◆ Exercise objective:
Count the lines below containing "lamp"; state the number only.
[Opening Data for analysis section]
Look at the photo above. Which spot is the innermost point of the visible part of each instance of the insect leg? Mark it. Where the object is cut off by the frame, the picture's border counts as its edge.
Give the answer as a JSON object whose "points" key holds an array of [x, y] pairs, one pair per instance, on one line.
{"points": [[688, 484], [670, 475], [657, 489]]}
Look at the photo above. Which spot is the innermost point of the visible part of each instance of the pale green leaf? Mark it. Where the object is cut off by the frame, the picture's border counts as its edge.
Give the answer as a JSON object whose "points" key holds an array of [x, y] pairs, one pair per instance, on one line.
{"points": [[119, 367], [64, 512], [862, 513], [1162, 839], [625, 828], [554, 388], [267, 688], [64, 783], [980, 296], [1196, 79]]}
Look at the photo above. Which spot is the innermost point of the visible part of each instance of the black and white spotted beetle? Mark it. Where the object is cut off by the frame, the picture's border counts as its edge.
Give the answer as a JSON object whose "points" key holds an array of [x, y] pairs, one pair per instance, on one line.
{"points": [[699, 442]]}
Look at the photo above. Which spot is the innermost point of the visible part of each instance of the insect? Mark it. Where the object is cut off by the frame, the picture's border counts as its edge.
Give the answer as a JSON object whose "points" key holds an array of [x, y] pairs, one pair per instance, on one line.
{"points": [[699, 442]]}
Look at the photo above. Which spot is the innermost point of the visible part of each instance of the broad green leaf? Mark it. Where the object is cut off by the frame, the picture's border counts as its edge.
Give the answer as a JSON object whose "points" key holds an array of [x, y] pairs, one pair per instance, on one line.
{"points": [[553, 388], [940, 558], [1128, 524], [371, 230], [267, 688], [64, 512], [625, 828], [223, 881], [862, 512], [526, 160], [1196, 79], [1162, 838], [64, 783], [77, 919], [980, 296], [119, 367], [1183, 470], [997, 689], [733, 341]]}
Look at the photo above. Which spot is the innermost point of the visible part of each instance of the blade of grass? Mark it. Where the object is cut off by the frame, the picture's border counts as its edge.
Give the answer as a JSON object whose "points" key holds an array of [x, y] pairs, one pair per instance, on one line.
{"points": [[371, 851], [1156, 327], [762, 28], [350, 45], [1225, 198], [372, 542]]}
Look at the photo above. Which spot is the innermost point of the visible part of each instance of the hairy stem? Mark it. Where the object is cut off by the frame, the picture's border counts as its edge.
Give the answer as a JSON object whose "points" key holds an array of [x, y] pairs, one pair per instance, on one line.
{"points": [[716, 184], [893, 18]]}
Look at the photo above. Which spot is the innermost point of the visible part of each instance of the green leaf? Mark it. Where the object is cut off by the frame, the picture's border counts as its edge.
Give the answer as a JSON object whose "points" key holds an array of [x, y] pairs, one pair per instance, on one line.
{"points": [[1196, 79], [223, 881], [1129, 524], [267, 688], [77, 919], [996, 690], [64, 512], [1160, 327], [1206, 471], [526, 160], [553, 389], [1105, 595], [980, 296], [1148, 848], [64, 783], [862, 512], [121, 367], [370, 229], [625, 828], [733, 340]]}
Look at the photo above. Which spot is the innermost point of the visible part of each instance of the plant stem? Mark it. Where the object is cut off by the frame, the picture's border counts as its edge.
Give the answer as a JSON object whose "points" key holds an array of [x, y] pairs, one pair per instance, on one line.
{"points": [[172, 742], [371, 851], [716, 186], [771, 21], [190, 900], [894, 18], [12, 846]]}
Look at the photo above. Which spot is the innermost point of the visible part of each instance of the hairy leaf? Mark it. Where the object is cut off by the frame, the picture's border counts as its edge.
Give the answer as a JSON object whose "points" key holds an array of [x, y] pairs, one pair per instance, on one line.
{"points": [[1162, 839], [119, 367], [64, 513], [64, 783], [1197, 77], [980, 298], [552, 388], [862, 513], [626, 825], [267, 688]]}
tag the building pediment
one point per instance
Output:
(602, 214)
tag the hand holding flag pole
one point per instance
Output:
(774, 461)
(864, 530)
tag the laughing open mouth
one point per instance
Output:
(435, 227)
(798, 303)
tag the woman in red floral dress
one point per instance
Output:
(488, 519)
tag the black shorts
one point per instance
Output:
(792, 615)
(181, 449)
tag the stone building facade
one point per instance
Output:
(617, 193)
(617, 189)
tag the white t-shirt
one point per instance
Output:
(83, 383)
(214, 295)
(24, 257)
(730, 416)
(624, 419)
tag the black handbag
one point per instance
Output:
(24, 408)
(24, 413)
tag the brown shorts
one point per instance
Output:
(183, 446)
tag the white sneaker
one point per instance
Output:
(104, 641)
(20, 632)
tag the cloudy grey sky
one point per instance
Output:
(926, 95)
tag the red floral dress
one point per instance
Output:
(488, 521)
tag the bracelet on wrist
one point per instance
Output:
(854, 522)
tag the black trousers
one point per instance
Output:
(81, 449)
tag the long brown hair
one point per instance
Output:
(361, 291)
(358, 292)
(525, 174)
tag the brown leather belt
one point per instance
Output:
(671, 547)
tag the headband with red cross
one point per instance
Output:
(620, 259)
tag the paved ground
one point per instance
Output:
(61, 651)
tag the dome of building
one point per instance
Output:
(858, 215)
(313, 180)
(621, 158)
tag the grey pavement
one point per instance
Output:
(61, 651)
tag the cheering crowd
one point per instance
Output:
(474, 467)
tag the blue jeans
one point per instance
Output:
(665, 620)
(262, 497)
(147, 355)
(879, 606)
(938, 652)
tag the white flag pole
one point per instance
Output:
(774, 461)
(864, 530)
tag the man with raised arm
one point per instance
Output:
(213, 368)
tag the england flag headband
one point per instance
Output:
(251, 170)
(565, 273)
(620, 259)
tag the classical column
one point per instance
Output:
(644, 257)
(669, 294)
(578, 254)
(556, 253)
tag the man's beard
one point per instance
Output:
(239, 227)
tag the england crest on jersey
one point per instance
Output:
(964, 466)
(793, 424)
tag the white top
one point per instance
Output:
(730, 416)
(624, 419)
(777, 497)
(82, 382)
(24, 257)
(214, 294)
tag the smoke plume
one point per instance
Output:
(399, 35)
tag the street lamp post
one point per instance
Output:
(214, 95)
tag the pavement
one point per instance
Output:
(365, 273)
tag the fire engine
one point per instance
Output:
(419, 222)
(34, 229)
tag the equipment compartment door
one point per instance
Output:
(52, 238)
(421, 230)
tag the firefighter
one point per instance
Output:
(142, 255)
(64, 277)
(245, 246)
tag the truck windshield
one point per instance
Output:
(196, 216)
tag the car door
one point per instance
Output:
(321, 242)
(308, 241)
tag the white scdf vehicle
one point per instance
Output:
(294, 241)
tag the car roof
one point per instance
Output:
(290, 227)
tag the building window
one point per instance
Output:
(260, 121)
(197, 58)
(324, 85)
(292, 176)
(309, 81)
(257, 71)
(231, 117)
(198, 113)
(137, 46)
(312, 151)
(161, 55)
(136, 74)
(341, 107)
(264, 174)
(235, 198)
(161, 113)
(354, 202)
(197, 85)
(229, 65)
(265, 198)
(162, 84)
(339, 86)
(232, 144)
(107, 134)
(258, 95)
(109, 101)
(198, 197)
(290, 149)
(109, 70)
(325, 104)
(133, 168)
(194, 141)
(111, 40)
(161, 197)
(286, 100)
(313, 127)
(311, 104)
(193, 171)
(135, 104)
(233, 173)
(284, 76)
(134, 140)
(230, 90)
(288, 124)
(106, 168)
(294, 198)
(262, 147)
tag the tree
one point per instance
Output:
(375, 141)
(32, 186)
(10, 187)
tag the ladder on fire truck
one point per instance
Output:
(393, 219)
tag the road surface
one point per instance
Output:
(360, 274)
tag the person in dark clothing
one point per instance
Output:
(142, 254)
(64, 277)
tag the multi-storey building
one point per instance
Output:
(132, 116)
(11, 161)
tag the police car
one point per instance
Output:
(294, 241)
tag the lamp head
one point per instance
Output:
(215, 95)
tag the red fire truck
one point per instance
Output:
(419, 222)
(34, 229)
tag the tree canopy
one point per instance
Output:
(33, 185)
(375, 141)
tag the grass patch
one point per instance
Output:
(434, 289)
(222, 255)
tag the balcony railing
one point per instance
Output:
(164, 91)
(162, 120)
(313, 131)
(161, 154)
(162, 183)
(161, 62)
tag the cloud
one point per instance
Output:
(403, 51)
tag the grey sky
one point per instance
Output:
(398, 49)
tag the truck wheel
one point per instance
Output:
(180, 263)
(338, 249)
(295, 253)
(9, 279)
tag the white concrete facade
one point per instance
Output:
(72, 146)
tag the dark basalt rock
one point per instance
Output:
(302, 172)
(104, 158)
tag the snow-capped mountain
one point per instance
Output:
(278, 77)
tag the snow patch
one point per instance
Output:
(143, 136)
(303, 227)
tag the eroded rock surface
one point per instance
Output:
[Closing Data for analysis section]
◆ Answer to the exercise:
2